───── TEXT TO READ
- McCanna McCanna
- Coordinates: 48°0′21″N 97°42′36″W﻿ / ﻿48.00583°N 97.71000°W
- Country: United States
- State: North Dakota
- County: Grand Forks County
- Township: Elm Grove
- Elevation: 1,139 ft (347 m)

Population (2010)
- • Total: 22
- Time zone: UTC-6 (Central (CST))
- • Summer (DST): UTC-5 (CDT)
- ZIP code: 58251 (Larimore)
- Area code: 701
- GNIS feature ID: 1030133

= McCanna, North Dakota =

McCanna is an unincorporated community in western Grand Forks County, North Dakota, United States. It lies approximately 37 miles (60 km) northwest of the city of Grand Forks, the county seat of Grand Forks County. McCanna has a population of 22. McCanna's elevation is 1139 feet (347 m).
──────────
───── INFORMATION PROVIDED
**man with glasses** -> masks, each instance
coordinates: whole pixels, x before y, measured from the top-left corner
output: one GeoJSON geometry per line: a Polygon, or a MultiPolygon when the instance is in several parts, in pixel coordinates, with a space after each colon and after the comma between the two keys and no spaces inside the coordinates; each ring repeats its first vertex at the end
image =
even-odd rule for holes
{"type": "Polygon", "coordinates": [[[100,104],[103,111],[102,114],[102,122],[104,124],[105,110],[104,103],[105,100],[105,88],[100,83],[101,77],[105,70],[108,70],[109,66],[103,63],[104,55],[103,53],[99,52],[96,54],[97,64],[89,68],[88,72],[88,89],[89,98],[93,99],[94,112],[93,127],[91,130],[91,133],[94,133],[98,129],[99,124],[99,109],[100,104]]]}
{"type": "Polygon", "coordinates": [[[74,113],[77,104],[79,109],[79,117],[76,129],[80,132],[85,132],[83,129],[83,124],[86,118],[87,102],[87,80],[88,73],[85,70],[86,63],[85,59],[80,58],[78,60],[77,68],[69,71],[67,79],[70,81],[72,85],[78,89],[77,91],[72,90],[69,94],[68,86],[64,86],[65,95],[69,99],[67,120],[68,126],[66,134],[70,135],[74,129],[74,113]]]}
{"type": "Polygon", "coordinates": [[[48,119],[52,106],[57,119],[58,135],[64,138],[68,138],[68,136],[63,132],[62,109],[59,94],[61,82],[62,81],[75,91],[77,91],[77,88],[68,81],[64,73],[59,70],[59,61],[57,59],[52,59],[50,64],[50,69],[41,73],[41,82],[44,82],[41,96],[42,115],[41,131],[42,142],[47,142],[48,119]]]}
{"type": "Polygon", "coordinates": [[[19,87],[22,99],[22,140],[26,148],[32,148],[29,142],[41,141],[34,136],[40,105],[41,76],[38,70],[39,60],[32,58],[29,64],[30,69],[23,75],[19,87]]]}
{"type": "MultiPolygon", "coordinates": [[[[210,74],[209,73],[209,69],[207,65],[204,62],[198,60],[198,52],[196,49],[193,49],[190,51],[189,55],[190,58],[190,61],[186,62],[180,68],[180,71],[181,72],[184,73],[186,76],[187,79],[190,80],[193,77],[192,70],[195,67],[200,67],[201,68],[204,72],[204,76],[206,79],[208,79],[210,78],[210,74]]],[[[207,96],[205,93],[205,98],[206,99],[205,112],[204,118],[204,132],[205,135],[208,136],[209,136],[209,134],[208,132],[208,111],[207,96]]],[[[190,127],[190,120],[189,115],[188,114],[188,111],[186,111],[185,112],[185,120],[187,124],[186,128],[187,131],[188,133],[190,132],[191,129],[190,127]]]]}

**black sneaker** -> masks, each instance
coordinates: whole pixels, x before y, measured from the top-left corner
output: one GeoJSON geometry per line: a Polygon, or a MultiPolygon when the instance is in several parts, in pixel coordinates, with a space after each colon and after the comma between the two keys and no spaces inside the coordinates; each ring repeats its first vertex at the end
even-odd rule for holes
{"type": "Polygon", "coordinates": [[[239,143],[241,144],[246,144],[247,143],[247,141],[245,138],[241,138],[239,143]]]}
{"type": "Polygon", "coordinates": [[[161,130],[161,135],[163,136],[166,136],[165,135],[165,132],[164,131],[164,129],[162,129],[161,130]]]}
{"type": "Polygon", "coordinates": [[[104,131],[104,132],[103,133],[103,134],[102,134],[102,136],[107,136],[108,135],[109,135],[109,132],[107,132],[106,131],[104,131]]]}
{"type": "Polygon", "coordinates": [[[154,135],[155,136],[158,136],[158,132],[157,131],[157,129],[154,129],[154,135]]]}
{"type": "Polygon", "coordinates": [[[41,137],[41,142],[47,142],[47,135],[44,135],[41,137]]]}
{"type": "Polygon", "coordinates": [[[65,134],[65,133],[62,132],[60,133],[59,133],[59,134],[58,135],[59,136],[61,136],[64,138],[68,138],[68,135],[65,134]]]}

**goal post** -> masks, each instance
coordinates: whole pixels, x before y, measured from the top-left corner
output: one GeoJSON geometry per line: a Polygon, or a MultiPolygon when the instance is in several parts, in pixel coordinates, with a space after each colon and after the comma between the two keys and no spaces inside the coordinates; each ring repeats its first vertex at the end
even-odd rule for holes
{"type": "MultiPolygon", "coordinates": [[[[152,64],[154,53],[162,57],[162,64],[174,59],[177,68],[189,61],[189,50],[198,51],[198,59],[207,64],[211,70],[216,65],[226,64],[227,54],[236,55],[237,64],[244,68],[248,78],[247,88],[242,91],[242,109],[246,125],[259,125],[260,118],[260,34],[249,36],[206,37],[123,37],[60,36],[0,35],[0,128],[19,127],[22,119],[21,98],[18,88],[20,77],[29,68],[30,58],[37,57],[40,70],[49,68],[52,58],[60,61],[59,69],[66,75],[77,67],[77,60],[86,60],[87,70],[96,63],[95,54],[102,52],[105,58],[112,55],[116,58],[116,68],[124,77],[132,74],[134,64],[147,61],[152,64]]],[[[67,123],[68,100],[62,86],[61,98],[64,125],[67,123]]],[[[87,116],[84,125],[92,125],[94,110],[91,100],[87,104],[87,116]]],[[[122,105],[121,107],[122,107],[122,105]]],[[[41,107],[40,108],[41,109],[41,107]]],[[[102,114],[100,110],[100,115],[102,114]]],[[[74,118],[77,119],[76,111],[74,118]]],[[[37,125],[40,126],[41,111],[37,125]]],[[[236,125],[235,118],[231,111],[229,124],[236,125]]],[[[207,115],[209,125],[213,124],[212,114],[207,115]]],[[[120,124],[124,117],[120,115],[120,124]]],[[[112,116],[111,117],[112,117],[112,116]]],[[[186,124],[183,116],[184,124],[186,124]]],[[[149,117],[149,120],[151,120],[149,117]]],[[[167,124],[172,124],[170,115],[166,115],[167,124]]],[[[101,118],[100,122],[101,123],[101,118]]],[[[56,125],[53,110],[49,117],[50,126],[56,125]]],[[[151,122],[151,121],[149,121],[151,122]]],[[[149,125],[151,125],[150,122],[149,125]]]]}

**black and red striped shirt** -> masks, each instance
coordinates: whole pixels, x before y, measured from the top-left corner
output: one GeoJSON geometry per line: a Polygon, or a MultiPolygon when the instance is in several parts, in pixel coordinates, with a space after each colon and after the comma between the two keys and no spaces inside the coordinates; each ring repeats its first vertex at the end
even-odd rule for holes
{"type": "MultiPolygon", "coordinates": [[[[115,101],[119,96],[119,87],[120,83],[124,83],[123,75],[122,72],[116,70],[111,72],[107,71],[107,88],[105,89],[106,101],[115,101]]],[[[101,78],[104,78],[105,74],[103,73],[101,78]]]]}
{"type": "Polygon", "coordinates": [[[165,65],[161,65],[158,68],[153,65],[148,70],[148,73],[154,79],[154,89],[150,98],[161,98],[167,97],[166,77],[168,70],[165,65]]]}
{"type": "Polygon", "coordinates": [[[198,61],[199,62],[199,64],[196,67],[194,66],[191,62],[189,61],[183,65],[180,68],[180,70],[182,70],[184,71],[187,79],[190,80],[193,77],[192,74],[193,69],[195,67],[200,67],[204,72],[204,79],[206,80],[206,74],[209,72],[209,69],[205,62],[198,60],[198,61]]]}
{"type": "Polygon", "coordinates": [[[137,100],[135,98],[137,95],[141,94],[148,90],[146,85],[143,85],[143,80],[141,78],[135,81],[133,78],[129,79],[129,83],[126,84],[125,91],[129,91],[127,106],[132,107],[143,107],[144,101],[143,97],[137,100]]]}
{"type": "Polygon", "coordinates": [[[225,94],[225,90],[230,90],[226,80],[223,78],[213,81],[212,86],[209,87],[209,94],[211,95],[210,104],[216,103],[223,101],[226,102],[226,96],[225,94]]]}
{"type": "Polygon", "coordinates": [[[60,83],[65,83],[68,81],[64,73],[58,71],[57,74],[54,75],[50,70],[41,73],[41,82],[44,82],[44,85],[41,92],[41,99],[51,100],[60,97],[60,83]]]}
──────────
## WHAT TO WORK ON
1) Give every administrative division that the article on McCanna, North Dakota places the community in, from country down to township.
2) Pick up the article on McCanna, North Dakota after its final sentence and write what comes next.

## FINAL ANSWERS
1) United States (country), North Dakota (state), Grand Forks County (county), Elm Grove (township)

2)
== History ==
In 1881, brothers David and Simon McCanna started the McCanna Farming Company in Elm Grove Township, in Grand Forks County. David moved to Towner County just one year later in 1882, while Simon stayed and founded the town of McCanna in 1883. In 1885, Simon married Katherine O'Gorman. The couple had 8 children, with 5 sons surviving to adulthood. Simon died in 1906, passing control of the farm to his son Charles (born 1884). Under the direction of his brother Edwin McCanna, the McCanna family established the Bank of McCanna in 1911. In June 1930, the Bank of McCanna collapsed.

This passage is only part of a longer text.